━━━ DATA IN THIS EXERCISE
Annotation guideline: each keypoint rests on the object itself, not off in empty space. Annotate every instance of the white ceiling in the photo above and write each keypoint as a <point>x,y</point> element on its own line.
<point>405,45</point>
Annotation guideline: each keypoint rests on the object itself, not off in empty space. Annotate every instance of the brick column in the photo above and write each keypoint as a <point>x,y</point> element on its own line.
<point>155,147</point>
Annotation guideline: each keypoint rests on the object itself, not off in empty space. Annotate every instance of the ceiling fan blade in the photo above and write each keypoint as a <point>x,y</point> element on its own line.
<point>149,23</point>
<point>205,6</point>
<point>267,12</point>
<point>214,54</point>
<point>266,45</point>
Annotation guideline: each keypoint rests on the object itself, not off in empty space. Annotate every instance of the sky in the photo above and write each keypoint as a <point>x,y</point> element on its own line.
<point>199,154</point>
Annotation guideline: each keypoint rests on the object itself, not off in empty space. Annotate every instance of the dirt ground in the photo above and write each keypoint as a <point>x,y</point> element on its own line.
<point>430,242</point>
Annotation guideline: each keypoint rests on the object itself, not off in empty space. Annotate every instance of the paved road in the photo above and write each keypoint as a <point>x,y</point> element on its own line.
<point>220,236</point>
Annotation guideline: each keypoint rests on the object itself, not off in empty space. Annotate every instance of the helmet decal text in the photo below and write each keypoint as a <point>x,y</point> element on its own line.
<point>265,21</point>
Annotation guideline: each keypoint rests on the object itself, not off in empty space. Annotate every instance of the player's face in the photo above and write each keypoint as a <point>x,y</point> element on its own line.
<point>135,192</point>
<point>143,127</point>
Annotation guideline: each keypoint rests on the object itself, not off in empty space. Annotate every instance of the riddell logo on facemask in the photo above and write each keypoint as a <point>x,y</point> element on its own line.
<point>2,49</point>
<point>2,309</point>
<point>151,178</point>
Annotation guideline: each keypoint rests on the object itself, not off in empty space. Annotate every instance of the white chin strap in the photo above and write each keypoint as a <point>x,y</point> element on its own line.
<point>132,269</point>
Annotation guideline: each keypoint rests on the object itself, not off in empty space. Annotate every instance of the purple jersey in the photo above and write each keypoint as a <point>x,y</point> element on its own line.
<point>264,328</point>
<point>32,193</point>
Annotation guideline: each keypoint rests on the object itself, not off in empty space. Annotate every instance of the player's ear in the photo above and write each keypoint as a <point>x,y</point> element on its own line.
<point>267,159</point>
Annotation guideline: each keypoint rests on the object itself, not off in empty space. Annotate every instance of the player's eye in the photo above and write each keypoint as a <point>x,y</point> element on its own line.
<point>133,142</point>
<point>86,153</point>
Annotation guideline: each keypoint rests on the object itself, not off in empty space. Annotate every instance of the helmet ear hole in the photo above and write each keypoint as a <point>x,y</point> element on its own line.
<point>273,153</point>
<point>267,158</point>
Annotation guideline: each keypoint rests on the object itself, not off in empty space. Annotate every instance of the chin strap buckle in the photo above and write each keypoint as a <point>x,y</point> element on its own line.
━━━━━━
• WHAT NEEDS TO BE DONE
Print exactly, and only, the lines of the material above that run from the one containing "the white chin" through its last line.

• ANSWER FOR THE TASK
Annotation guideline: each keypoint rests on the object itself, not off in empty space. Annotate every instance of the white chin strap in the photo above and write each keypoint as a <point>x,y</point> element on its own line.
<point>132,269</point>
Annotation guideline: each keypoint rests on the object itself, not off in empty space. Annotate every instance of the purple jersey in the photo above and write each keypoint as a <point>x,y</point> element on its own line.
<point>264,328</point>
<point>32,193</point>
Annotation guideline: each keypoint rests on the object itself, not off in empty space. Annotate every instance of the player's ear in the photo above and write each keypoint as a <point>x,y</point> element on its own line.
<point>267,159</point>
Annotation guideline: each keypoint rests on the object itself, not off in empty space. Annotate every instance of the player's eye in the photo above and write each keypoint as a <point>x,y</point> element on its own line.
<point>133,142</point>
<point>86,153</point>
Annotation guideline: each keypoint rests on the object itself, not off in empty space. Annotate every instance of the helmet ear hole in the photo above and write each keypoint as a <point>x,y</point> element on its own line.
<point>273,153</point>
<point>267,158</point>
Annotation guideline: each keypoint rests on the object itself, not off in empty space. Annotate every instance of the chin strap buckle in the photo above and write each keypoint as a <point>x,y</point> element on its own line.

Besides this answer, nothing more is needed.